Representing music heritage

1

Musical heritage as a cultural and global concept

Anthony Pryer

Introduction

The concern for endangered heritages around the world is now a multifaceted enterprise. Moreover, it now focuses not just on issues of support in relation to what used to be called ‘traditional’ cultures in economically struggling localities, but on all cultures – past and present, urban and rural, ‘courtly’ and ‘popular’, sub-cultural and national – and on the nature of their survival and development. Indeed this book aims to reflect the growing diversity of that activity and draw attention to some of its neglected aspects beyond official proclamations and institutional controls. Equally importantly, however, we have to accept that the success of these many enterprises depends in part on understanding as clearly as we can the background assumptions and concepts that drive them. For that reason this chapter is principally concerned with the generating ideas that lie behind our safeguarding activities and with the forces that brought those ideas into being and the contexts in which they arose.

**Parts of the exercise**.
1. Transcribe the records from the line containing "Given the photo above, point to the thin" through their final line, with both ends included.
2. Write the next portion of the chapter introduction on musical heritage, picking up after its last sentence.
The text and the records have no connection to each other.

**Stored data**.

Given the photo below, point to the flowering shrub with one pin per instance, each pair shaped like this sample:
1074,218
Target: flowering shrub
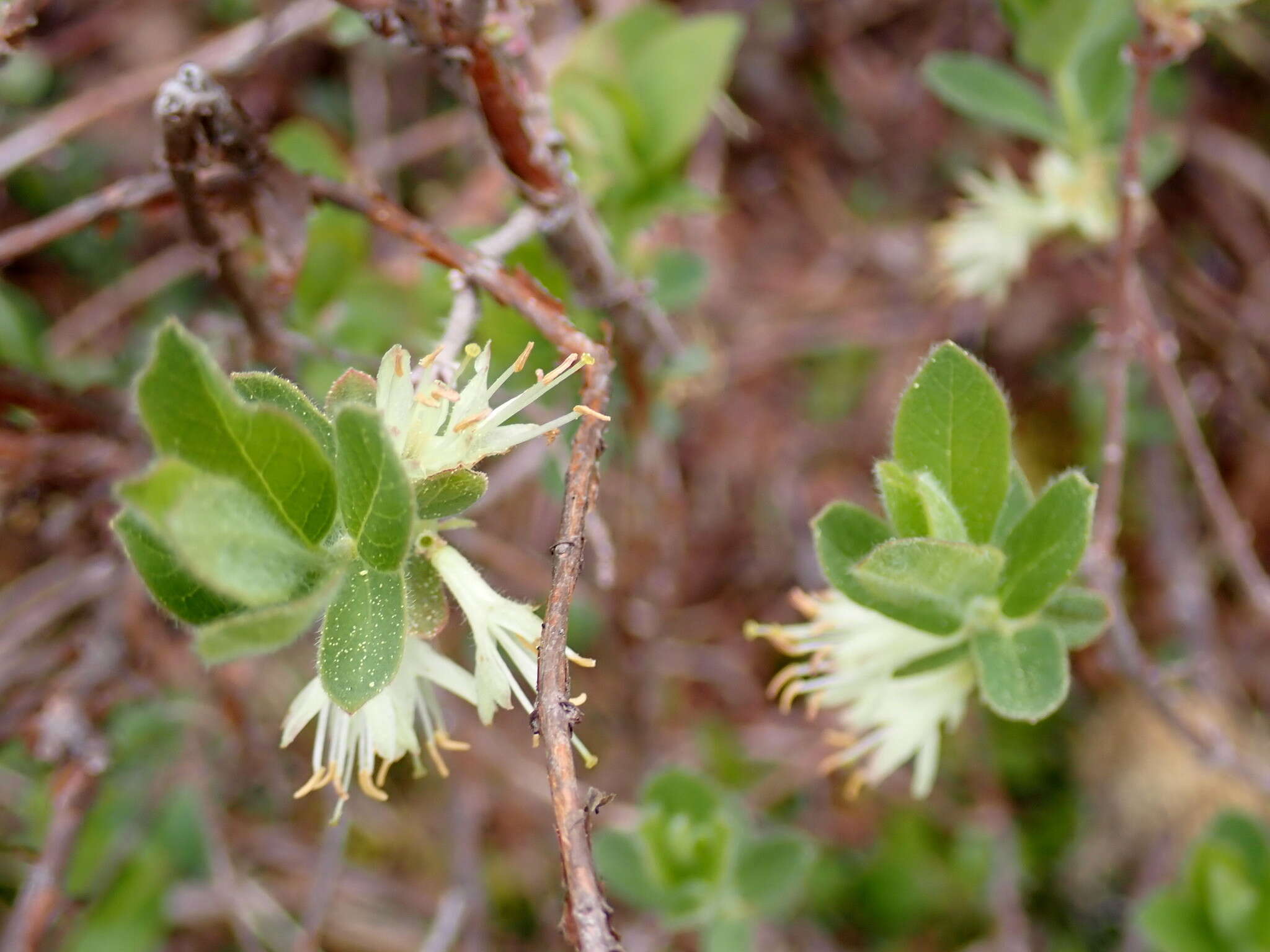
963,587
265,513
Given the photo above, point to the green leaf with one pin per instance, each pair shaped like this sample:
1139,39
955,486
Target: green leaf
843,535
351,387
901,499
1019,499
448,493
728,936
169,583
305,146
676,77
1080,616
624,867
941,517
374,490
682,792
925,583
362,637
953,423
1057,37
262,630
990,92
260,387
427,609
192,413
1023,677
770,871
223,535
338,245
1047,545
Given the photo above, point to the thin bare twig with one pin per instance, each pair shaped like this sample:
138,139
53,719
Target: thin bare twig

**Answers for the exercise**.
1.
Given the photo above, point to the thin bare twig with one pin per instance, each pair shaped like this sample:
138,139
53,719
Target: thin bare twig

2.
An important milestone in the development of the safeguarding project, and one referenced by many studies in the field, was the 2003 declaration by UNESCO of The Convention for the Safeguarding of the [sic] Intangible Cultural Heritage.1 What is sometimes not fully appreciated is that that Convention itself came to fruition in the context of wider international concerns about the ‘disappearing world’ and our ‘endangered planet’. Cultural heritages, in turn, were also seen as imperilled, and the Preamble to the 2003 document explicitly pointed to the ‘deep-seated interdependence’ between ‘intangible cultural heritages’ and the ‘natural’ heritages of the world. Moreover, concern for all of those various endangered aspects of the planet tended to be motivated by a background vision of a pre-industrial ideal, a world untainted by the ‘pollutions’ of the political, economic and globalising transformations of modern society. Some of the difficulties encountered by those involved in the safeguarding field arise from the dubious viability of such ‘back-to-nature’ ideals in a rapidly changing world.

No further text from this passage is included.